====== PROVIDED PASSAGE
The first four chapters provide a survey of these issues and the ways they have been addressed by Ingarden, Iser, Jauss, and Barthes. Part Two of the book begins with an account of how, with the invention of printing and the spread of literacy, rereading (of the Bible) became the norm: "Luther made necessary what Gutenberg had made possible." But at the end of the eighteenth century, "a new kind of extensive reading became increasingly widespread," and in our own time, most of what is read is not reread. The act of reading involves a host of variables—the age and sex of the reader, the circumstances and purpose of the activity, the psychological states and kinds of attention involved—that make it difficult to develop a "poetics of reading" (the subject of the eighth chapter).
Calinescu's main concern is rereading when undertaken for pleasure—which might serve as a heuristic description of what we do when engaged with "literature." He explores the creation and consumption of fictional texts as forms of play, in the multiple senses the word has acquired since Schiller. Readers absorb the conventions and "facts" that a text posits to establish its autonomy as a fictional world. Writers like Borges and Nabokov seem deliberately to challenge us in games of concealment and revelation, evoking other fictional worlds in their intertextual play. Opposed to the selfconscious rereading they elicit is the symbolic play found in children's games and what I call "rapt reading"—total absorption in, and identification with, a world of make-believe. These poles of playful and absorbed reading have non-literary analogues in social, psychological, and even zoological behavior, as Erving Goffman, Freud, Piaget, Bateson, and others have shown. [End Page 455]
The fourth part of the book treats the ways that secrecy shapes writing and reading. Texts lead us on by exciting our curiosity, disclosing some things to all readers, yet sometimes seeming to hold revelations in reserve for the writer's fans, initiates of particular sects, or those able to unravel hidden messages and thus number themselves among the elect. The distinction between insiders and outsiders is crucial here, as is that between intentional and unintentional self- revelation. Discoveries readers make may be self-mystifications, as when an over-zealous hermeneutic of suspicion produces a projection of paranoia, or group-think. Here, as elsewhere in the book, Calinescu calls attention to relevant examples from non-literary domains (Spinoza's Tractatus Theologico-Politicus ; the writings of Leo Strauss). Sections treating texts by Borges, Nabokov, Robbe-Grillet, and Henry James provide revealing applications of the argument.
============
#### [TASK INSTRUCTIONS]
Please resume the review of Calinescu's book on rereading from the point where it stops. The data that comes next has no connection to the review of Calinescu's book on rereading.
====== PROVIDED MATERIAL
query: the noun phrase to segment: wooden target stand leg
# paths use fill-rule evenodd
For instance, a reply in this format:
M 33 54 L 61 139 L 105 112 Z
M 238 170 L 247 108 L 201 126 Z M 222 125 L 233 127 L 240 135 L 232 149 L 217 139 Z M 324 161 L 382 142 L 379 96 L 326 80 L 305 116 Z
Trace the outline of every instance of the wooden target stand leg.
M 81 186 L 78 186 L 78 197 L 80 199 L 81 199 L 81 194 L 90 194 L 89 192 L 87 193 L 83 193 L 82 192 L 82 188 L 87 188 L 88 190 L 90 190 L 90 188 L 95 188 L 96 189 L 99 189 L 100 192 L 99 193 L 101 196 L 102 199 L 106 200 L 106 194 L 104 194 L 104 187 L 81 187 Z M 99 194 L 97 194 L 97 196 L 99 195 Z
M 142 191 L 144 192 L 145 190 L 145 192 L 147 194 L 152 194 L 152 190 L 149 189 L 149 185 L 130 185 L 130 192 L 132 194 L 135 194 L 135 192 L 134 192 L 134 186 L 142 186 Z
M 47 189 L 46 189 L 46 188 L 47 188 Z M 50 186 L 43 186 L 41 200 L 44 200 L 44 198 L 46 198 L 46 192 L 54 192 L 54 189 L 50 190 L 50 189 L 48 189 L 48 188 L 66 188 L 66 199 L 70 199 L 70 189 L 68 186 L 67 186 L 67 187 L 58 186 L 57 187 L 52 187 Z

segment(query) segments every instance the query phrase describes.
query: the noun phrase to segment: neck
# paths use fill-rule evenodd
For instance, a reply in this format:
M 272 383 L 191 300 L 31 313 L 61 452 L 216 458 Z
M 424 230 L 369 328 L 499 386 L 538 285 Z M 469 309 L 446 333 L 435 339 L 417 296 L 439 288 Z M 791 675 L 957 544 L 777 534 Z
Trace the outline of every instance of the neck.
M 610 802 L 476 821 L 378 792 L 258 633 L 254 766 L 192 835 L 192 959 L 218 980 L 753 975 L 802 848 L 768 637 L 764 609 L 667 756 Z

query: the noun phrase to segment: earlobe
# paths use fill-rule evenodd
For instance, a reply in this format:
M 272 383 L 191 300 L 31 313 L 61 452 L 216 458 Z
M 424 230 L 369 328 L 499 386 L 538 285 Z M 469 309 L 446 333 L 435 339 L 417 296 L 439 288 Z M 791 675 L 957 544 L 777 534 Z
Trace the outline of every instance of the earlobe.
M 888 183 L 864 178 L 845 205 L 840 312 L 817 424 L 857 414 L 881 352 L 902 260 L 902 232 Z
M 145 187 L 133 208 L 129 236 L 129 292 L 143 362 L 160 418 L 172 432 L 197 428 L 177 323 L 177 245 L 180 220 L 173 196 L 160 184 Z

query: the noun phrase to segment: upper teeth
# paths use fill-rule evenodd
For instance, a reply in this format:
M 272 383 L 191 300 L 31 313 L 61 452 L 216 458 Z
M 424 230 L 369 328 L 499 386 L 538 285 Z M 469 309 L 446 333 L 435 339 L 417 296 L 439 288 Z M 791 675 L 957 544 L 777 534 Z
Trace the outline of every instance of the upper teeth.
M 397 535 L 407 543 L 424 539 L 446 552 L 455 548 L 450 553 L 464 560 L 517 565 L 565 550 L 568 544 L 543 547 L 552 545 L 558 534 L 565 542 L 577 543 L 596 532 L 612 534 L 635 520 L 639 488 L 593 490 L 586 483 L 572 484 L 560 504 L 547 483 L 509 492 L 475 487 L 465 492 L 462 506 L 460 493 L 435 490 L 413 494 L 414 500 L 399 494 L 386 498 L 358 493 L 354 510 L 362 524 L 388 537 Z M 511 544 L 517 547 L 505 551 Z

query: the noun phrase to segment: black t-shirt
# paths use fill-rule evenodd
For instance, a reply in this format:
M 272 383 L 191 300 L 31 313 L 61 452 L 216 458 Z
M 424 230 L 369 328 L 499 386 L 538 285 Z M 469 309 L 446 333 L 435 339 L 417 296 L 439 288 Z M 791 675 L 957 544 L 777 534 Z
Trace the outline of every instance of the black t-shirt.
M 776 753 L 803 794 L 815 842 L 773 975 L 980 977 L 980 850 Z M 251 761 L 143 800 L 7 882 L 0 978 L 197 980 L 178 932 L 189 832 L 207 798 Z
============
#### [RESPONSE]
On my own shelves, Rereading will be flanked by books on reader response and reception theory on one side, and, on the other, books such as Peter Brooks's Reading for the Plot , Kermode's Genesis of Secrecy , Walton's Mimesis as Make-Believe, and Pavel's Fictional Worlds. In its broadest implications, it is an anthropology (or even zoology) of fiction and a phenomenology of reading; at its narrowest, it proposes a pragmatic aesthetics that shows how domains of everyday life are selectively superimposed to produce the realm traditionally called literary.